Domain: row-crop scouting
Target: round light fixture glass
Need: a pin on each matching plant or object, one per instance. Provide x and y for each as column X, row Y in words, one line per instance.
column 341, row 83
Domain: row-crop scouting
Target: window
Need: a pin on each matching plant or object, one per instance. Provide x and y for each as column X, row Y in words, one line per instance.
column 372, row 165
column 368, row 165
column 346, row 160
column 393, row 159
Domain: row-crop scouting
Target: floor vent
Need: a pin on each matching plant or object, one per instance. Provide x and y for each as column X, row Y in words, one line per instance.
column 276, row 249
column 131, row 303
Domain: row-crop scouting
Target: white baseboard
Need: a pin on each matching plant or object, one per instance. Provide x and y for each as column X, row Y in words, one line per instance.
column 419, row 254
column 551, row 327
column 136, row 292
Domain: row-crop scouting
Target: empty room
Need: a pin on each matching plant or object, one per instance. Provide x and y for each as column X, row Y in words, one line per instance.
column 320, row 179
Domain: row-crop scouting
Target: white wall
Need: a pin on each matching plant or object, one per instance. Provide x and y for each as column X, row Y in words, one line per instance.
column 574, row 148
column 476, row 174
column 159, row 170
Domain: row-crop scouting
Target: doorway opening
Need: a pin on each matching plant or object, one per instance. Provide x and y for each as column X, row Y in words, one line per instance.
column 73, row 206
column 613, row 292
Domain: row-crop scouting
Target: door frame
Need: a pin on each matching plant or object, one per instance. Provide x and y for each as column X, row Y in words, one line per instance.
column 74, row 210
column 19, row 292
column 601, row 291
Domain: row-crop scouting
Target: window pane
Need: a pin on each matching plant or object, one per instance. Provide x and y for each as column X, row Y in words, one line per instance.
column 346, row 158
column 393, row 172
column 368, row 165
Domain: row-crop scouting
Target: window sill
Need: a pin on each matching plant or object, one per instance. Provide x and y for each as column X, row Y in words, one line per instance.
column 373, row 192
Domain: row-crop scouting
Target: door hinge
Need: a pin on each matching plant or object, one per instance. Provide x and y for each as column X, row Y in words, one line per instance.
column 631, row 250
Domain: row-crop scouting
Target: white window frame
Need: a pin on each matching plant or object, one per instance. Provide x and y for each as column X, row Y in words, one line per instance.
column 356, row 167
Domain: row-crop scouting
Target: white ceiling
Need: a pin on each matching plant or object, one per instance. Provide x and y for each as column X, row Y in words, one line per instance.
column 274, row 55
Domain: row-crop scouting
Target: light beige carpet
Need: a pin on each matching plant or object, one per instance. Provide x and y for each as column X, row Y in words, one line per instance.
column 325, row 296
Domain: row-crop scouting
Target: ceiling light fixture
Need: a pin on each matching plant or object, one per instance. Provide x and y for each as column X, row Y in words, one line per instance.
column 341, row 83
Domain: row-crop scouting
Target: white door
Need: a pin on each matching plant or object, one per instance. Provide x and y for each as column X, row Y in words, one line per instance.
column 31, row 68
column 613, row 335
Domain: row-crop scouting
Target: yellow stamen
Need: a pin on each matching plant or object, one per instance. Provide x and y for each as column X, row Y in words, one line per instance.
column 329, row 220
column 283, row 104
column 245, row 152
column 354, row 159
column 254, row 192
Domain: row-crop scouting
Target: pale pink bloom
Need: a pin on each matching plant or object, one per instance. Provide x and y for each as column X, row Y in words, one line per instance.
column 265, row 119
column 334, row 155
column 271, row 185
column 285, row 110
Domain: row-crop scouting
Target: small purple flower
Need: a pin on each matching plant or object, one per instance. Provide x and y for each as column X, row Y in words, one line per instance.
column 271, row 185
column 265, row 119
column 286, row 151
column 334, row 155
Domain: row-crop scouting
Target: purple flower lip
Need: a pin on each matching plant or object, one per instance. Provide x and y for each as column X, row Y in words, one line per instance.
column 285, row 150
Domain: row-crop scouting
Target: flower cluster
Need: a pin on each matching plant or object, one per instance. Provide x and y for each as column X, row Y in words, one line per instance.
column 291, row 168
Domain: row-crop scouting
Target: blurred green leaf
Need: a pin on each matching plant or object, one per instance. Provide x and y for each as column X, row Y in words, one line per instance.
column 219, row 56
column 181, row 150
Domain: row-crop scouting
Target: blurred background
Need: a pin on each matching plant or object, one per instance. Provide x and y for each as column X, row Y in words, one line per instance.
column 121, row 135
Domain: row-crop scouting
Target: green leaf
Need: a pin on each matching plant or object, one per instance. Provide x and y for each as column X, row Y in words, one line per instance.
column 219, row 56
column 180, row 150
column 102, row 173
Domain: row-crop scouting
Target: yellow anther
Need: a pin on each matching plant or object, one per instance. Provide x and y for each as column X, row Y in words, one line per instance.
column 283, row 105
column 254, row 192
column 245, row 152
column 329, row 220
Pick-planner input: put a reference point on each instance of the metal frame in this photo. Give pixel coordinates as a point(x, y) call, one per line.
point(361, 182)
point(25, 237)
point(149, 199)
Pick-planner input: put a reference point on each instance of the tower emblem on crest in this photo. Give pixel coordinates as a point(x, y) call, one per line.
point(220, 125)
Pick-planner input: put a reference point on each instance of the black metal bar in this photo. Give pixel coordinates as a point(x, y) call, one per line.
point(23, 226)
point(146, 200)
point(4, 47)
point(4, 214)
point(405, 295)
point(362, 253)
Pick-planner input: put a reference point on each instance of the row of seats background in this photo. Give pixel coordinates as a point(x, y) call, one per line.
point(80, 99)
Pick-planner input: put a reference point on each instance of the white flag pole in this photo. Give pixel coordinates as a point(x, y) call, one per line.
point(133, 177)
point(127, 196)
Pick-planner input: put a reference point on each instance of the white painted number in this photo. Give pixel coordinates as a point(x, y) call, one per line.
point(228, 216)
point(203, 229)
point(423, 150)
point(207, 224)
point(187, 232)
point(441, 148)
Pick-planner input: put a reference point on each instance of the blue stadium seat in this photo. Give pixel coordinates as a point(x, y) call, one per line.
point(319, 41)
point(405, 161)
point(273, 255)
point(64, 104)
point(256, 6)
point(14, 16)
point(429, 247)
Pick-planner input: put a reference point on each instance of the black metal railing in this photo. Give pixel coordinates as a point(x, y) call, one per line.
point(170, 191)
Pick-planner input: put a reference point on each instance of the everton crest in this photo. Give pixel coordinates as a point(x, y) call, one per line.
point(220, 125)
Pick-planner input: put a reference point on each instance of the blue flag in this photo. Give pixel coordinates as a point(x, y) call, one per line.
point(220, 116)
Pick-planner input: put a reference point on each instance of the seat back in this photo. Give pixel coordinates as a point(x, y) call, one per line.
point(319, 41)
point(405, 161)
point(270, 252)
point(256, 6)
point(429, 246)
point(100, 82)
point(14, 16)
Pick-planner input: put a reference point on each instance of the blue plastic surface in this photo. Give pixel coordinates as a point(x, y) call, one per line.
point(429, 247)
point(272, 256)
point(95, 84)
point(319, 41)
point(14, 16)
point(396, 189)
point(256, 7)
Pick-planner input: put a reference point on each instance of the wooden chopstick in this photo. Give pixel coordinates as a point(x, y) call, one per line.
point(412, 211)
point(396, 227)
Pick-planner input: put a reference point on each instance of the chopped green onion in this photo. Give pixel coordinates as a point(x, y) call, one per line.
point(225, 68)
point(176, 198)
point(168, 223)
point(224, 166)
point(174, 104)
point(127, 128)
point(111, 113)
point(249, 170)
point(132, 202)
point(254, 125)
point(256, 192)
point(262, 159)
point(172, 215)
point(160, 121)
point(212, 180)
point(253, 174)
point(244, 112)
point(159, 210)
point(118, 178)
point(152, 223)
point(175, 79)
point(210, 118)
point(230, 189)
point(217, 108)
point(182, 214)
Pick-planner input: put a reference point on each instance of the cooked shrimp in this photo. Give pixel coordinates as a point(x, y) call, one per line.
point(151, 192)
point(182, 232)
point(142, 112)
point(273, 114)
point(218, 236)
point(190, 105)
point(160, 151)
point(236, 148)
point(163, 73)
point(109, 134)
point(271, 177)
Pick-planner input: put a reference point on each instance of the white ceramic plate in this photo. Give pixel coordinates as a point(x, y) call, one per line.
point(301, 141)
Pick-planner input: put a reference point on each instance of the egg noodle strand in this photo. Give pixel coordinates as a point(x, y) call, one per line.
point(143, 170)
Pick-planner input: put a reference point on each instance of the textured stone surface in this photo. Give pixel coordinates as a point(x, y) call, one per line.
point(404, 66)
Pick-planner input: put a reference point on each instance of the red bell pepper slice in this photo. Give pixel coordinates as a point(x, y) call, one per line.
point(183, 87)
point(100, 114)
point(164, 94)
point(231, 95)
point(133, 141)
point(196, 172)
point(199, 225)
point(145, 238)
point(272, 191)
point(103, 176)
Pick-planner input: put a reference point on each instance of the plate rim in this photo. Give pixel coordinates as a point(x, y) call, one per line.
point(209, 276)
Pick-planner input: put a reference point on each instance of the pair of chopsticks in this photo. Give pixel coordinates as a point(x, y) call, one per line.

——

* Given problem
Retype exactly, please, each line from the line that contains "the white ceramic" through the last line of the entries above, with nothing added.

* Result below
Pick-planner input: put a reference point on each instance of the white ceramic plate in this photo. Give pixel coordinates as a point(x, y) call, one per line.
point(301, 141)
Pick-planner input: put a reference point on each instance of the egg noodle strand in this photo. Give pixel coordinates as a point(x, y) call, one per line.
point(143, 170)
Pick-planner input: put a reference point on each instance of the textured stone surface in this photo. Give pixel coordinates as a point(x, y) call, one per line.
point(404, 66)
Pick-planner input: put a reference point on each instance of the red bell pepper slice in this photo. Give pixel coordinates as a point(x, y) call, one per line.
point(183, 87)
point(100, 114)
point(164, 94)
point(231, 95)
point(133, 141)
point(196, 172)
point(199, 225)
point(145, 238)
point(272, 191)
point(103, 176)
Pick-planner input: put a reference point on each instance of the plate rim in this photo. Give pixel coordinates as a point(x, y) call, one per line.
point(209, 276)
Pick-planner input: put a reference point on each instance of the pair of chopsticks in this photo. Give pixel coordinates as a point(x, y) call, one per line.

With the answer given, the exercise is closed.